* EXERCISE DIRECTIONS:
Copy the rows below word for word, starting at the line containing "I would appreciate it if you could identify the wood crown" and continuing through the last line of the rows, both ends included. Leave the pictures out of your copy.

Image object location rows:
##############################
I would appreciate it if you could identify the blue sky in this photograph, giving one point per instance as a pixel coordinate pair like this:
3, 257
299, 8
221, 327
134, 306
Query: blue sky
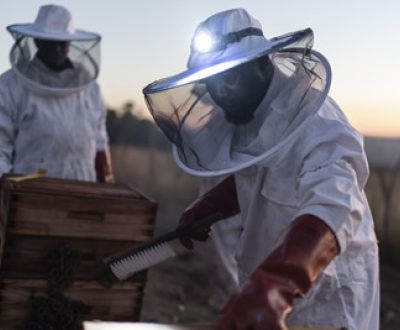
148, 40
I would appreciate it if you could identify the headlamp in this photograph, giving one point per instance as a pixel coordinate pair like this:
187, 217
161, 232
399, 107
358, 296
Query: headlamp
205, 42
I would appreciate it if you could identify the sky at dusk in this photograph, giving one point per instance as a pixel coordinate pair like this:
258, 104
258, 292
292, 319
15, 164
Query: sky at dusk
143, 41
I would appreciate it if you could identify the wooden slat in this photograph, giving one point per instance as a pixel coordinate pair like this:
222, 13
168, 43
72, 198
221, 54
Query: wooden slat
25, 256
121, 302
93, 220
74, 187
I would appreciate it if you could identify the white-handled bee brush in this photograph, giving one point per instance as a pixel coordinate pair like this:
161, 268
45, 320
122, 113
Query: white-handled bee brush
123, 265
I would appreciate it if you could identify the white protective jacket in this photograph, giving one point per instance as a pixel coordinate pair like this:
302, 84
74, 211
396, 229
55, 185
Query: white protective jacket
323, 172
58, 133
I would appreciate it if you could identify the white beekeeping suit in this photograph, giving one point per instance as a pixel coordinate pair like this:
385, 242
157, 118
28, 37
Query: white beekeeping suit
257, 111
220, 250
52, 119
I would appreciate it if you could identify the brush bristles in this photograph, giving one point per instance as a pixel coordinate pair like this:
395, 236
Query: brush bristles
130, 265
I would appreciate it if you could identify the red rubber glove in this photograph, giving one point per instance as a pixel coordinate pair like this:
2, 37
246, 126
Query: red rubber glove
290, 269
103, 167
222, 198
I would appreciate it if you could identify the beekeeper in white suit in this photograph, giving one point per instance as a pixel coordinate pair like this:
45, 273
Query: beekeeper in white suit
258, 111
52, 115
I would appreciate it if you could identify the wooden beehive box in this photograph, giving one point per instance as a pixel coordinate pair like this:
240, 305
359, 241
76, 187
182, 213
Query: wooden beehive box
55, 234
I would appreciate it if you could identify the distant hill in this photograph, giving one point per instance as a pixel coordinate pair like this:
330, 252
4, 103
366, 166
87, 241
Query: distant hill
382, 152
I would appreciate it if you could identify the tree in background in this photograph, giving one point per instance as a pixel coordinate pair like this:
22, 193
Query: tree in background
128, 129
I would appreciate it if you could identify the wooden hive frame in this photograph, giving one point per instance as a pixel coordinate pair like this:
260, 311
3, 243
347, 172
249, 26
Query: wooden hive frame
43, 218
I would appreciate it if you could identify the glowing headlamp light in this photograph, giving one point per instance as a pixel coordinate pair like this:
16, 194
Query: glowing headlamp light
205, 42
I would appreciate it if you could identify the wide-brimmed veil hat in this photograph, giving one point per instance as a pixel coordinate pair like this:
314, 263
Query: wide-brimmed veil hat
204, 142
54, 23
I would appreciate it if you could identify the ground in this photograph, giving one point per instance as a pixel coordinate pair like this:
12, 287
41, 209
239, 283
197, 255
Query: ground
179, 291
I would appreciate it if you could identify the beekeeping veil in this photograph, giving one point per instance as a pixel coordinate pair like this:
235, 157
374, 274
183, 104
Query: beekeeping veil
54, 23
204, 143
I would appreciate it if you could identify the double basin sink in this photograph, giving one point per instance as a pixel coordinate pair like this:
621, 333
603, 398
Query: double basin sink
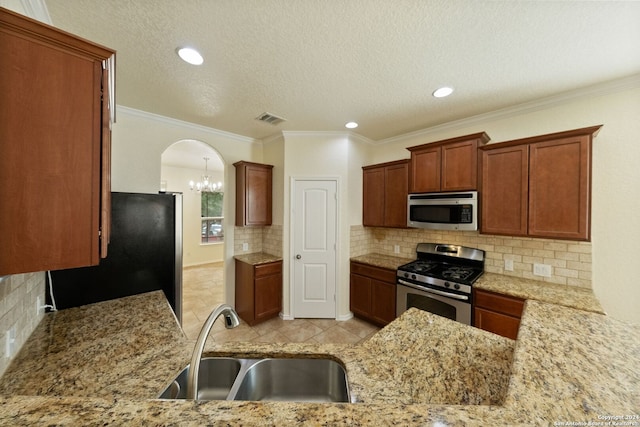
270, 379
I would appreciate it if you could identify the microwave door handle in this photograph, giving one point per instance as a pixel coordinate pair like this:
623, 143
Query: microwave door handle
434, 291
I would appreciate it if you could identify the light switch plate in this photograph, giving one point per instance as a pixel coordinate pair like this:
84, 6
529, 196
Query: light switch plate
508, 265
543, 270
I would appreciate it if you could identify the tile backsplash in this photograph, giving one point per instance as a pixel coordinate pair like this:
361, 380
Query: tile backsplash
258, 239
18, 299
570, 261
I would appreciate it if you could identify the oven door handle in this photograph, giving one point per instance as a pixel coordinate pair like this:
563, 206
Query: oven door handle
434, 291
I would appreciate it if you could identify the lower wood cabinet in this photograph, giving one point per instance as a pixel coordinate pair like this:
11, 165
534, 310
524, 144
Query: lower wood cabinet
372, 293
497, 313
258, 291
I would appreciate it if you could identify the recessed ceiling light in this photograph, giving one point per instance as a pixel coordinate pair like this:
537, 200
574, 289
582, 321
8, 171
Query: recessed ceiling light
442, 92
190, 55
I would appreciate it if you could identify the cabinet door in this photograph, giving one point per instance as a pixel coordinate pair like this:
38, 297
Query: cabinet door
396, 189
504, 190
253, 193
360, 295
497, 323
373, 192
460, 166
50, 110
425, 170
268, 296
383, 301
258, 196
559, 193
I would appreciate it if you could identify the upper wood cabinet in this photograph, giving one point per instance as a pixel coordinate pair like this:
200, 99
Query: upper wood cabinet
384, 194
539, 186
54, 147
253, 193
448, 165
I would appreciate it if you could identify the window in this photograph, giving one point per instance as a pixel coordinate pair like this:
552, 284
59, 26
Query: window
211, 217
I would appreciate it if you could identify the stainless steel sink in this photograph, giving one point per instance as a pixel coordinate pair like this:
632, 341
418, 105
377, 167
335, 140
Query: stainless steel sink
298, 380
215, 379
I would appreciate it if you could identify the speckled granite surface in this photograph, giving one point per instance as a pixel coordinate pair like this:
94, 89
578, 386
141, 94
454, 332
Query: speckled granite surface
384, 261
567, 365
568, 296
257, 258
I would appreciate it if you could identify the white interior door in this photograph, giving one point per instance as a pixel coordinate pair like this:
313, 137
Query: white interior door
314, 219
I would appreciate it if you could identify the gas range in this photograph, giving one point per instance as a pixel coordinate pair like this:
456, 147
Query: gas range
448, 267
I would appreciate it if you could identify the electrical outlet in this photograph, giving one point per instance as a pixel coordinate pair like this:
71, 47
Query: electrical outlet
10, 342
508, 265
543, 270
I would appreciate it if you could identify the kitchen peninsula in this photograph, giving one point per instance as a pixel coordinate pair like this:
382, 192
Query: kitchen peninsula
106, 363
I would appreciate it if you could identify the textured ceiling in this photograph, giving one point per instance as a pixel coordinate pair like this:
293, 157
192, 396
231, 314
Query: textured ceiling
321, 63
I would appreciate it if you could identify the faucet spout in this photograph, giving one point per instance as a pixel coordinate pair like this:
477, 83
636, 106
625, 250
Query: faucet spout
231, 320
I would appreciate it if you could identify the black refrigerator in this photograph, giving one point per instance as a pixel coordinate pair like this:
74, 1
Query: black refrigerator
144, 254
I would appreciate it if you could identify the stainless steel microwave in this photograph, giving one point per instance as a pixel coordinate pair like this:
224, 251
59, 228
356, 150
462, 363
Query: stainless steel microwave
443, 211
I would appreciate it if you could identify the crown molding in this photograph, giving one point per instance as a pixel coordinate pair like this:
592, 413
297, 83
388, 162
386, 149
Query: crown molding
527, 107
37, 9
348, 134
180, 123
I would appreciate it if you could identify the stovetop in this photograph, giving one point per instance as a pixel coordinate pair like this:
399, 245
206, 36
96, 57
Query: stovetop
444, 271
450, 267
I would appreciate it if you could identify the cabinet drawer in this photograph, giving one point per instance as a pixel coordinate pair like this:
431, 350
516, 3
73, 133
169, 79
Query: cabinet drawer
378, 273
499, 303
267, 269
497, 323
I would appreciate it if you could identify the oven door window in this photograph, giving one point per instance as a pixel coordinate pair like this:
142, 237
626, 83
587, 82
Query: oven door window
431, 305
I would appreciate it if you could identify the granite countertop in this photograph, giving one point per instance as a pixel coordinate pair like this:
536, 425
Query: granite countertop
105, 363
257, 258
383, 261
568, 296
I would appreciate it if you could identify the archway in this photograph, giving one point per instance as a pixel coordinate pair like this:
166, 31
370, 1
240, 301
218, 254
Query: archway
184, 166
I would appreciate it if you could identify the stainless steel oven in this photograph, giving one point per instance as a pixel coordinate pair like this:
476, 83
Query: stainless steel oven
440, 280
445, 304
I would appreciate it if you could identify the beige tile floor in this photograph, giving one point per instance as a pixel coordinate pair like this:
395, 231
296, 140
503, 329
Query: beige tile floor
203, 290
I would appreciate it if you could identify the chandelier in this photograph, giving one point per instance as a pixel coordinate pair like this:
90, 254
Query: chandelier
205, 183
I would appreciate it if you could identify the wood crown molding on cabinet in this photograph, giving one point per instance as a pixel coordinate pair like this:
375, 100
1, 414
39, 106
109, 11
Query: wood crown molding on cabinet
538, 186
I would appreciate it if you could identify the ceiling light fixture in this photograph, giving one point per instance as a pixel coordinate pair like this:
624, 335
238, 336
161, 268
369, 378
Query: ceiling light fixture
190, 55
205, 184
442, 92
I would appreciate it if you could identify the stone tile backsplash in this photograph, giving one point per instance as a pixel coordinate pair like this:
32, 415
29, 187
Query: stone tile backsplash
259, 239
570, 261
18, 299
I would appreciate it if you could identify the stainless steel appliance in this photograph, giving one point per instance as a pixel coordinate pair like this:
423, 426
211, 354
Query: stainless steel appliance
443, 211
440, 280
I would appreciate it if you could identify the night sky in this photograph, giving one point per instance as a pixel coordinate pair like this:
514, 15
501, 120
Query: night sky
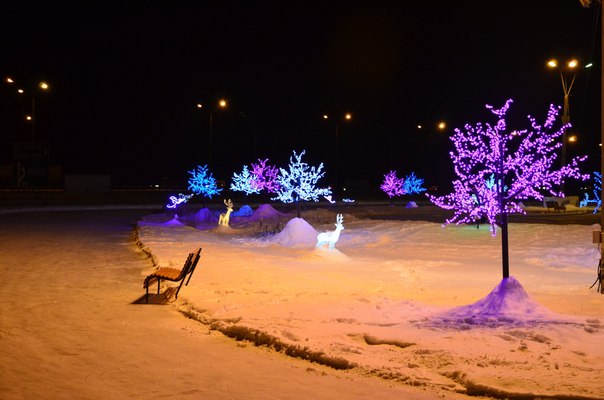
126, 76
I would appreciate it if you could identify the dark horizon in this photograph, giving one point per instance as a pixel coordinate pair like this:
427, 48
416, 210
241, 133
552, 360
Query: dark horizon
125, 81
##############################
* RESULT OF THIS EXERCISE:
I would appreciate it if you could identify the wood crown molding on cabinet in this photograph, giving one point per instance as a pixel coordinate pair like this:
375, 100
1, 414
39, 106
109, 11
Query: wood crown molding on cabinet
538, 186
I would appreciate it if you could identify the ceiling light fixture in this photograph, giving one point per instance as a pixel coordinate pair like this:
624, 335
238, 336
161, 268
369, 378
Query: ceiling light fixture
190, 55
205, 184
442, 92
I would appreciate it if you could identify the stone tile backsplash in this photograph, giving one point per instance as a pixel coordinate pair like this:
32, 415
29, 187
Query: stone tile backsplash
259, 239
570, 261
18, 299
I would appreciate it if you could identify the stainless steel appliance in this photograph, giving one point per instance as a pixel coordinate pair like this:
423, 426
211, 354
Query: stainless steel appliance
443, 211
440, 280
I would appreciate it if you could identify the night sky in this photograph, giving one point per instance as a pixel coordinate pair like this:
514, 15
501, 120
Query: night sky
126, 76
I would appreciate it if you could identify the dark horizon in this photograph, giving one point per instance as a pixel coordinate pair like this:
427, 48
416, 210
241, 133
552, 360
Query: dark horizon
125, 81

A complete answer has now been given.